Your task:
Nothing but the line with "Query: sea lion body" and the lines after it, through the end of the records below, is to be repeated, exactly as it is.

Point-per-instance localization data

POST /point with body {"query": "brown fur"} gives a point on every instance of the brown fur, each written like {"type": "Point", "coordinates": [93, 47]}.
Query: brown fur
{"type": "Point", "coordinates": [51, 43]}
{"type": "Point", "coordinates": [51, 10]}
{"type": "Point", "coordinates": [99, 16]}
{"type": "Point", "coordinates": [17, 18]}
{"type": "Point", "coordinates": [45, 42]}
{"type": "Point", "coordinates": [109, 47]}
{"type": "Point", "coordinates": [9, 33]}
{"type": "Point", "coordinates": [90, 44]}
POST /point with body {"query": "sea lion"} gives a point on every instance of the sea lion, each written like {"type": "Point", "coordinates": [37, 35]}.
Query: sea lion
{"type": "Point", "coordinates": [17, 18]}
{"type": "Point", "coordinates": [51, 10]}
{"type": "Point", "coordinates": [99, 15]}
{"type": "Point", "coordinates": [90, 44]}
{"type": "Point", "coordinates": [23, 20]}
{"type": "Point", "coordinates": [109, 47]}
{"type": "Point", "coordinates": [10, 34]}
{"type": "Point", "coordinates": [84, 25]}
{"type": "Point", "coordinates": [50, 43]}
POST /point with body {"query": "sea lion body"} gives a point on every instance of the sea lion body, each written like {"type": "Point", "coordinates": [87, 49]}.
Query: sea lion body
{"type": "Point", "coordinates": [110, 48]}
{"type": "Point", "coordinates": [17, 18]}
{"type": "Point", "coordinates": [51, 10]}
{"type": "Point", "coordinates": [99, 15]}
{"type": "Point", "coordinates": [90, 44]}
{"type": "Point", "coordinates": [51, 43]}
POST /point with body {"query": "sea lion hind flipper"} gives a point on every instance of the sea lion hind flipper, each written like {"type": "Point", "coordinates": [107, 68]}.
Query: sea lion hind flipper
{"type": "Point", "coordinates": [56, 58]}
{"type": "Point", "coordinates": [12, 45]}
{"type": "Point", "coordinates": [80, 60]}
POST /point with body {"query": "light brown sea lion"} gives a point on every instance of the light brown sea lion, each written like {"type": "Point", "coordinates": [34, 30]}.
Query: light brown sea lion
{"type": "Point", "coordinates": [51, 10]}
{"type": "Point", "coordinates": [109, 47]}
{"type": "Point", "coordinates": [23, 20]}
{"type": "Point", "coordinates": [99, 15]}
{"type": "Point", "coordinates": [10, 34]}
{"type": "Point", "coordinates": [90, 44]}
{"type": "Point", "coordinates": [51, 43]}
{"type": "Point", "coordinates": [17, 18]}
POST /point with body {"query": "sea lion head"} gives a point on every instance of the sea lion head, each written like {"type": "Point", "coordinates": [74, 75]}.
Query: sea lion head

Reply to the task:
Query: sea lion body
{"type": "Point", "coordinates": [110, 48]}
{"type": "Point", "coordinates": [17, 18]}
{"type": "Point", "coordinates": [51, 10]}
{"type": "Point", "coordinates": [99, 15]}
{"type": "Point", "coordinates": [90, 44]}
{"type": "Point", "coordinates": [51, 43]}
POST /point with body {"query": "sea lion hind flipper"} gives a point on every instance of the sea lion hind flipper, each written like {"type": "Point", "coordinates": [107, 68]}.
Query: sea lion hind flipper
{"type": "Point", "coordinates": [56, 58]}
{"type": "Point", "coordinates": [12, 45]}
{"type": "Point", "coordinates": [80, 60]}
POST /point with body {"query": "light brown sea lion"} gives a point on every instance of the light brown sea lion, each written like {"type": "Point", "coordinates": [34, 30]}.
Query: light brown sea lion
{"type": "Point", "coordinates": [51, 10]}
{"type": "Point", "coordinates": [109, 47]}
{"type": "Point", "coordinates": [23, 20]}
{"type": "Point", "coordinates": [99, 15]}
{"type": "Point", "coordinates": [10, 34]}
{"type": "Point", "coordinates": [90, 44]}
{"type": "Point", "coordinates": [51, 43]}
{"type": "Point", "coordinates": [17, 18]}
POST /point with body {"query": "sea lion head"} gives a point on every instance of the sea lion head, each written like {"type": "Point", "coordinates": [74, 75]}.
Query: sea lion head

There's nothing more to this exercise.